§ **Daftar Tugas**
**A)** Menurut teks tentang pasal karet dalam UU TNI, pasal UUD 1945 mana yang menjadikan Presiden pemegang kekuasaan tertinggi atas TNI?
**B)** Teruskan teks tentang pasal karet dalam UU TNI setelah kalimat terakhirnya.
──────── Teks yang Disediakan
Pasal Karet dalam UU TNI untuk Kondisi Darurat, Bukan Demi Politik Praktis Presiden
Kondisi seperti itu terjadi dalam perang berlarut seperti perang gerilya yang dilakukan Panglima Besar Sudirman saat menghadapi tentara Belanda dan sekutu pada Agresi Militer Belanda. Fakta nyatanya TNI dan Polri dibantu oleh rakyat, utamanya dalam logistik di desa-desa.
Oleh: Selamat Ginting, Pengamat Politik dan Militer Universitas Nasional (UNAS) Jakarta
SAYA memahami adanya pasal karet dalam revisi Undang-Undang (UU) TNI untuk kondisi darurat, bukan demi kepentingan politik praktis presiden.
Kondisi darurat adalah keadaan sulit yang tidak disangka-sangka dan memerlukan penanggulangan segera mungkin. Di situlah Presiden sebagai pemegang kekuasaan tertinggi atas TNI sesuai UUD 1945 pasal 10, dapat bertindak cepat untuk mengatasi keadaan yang sangat terpaksa dengan menggerakkan TNI.
────────────────
──────── Baris yang Ditampilkan
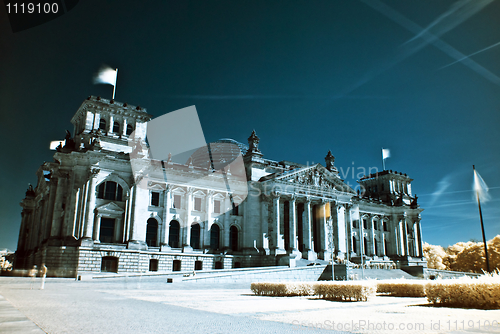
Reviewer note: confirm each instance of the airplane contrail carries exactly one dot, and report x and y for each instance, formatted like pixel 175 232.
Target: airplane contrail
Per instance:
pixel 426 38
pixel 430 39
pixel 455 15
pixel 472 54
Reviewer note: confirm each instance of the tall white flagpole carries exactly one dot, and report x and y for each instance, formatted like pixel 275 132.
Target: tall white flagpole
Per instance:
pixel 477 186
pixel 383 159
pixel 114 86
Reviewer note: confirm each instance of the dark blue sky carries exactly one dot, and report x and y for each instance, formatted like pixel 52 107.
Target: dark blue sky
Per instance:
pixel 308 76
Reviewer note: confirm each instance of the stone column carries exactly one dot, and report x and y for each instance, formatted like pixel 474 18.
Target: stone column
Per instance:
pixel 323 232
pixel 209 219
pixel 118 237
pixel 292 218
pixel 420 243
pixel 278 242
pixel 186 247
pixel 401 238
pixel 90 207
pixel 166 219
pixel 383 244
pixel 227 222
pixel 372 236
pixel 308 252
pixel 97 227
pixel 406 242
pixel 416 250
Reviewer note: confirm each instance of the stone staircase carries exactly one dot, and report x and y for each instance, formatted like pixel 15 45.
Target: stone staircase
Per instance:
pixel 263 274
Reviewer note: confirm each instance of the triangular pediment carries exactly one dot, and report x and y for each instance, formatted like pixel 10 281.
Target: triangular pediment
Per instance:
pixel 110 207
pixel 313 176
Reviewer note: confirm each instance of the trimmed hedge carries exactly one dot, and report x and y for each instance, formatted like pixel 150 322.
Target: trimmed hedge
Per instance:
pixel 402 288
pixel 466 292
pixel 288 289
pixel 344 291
────────────────
§ **Jawaban Latihan**
**A)** Pasal 10 UUD 1945.

**B)**
Ada pernyataan Kepala Pusat Penerangan (Kapuspen) TNI, Mayor Jenderal Nugraha Gumilar di Jakarta, Selasa (11/6/2024). Kapuspen TNI mengatakan masyarakat tidak perlu khawatir adanya pasal karet dalam revisi UU TNI.
Sebelumnya Koalisi Masyarakat Sipil untuk Sektor Keamanan khawatir adanya pasal karet dalam revisi UU Nomor 34 Tahun 2004 tentang TNI.
Tolak Politik Praktis
Memang, dalam keadaan darurat Presiden bisa segera memutuskan tindakan yang tepat dengan memerintahkan TNI. Sehingga pasal karet haram hukumnya digunakan untuk kepentingan politik praktis presiden.
Namun jika tidak ada pasal karet dalam UU TNI seperti itu, yang rugi adalah bangsa Indonesia, karena akan terkendala birokrasi yang panjang. Padahal pada saat darurat, harus diputuskan secepatnya dengan kerahasiaan tinggi.
Publik bisa bereaksi keras apabila Presiden menggerakkan TNI dalam pasal karet itu untuk kepentingan politik praktis. Jika itu terjadi, maka Panglima TNI juga dapat menolak perintah Presiden, karena politik TNI adalah politik negara, bukan politik praktis.
Keadaan darurat, tidak mesti dalam situasi darurat sipil, darurat militer, bahkan darurat perang. Melainkan situasi yang belum pernah diprediksi sebelumnya. Namun dapat membahayakan persatuan nasional bahkan kedaulatan negara.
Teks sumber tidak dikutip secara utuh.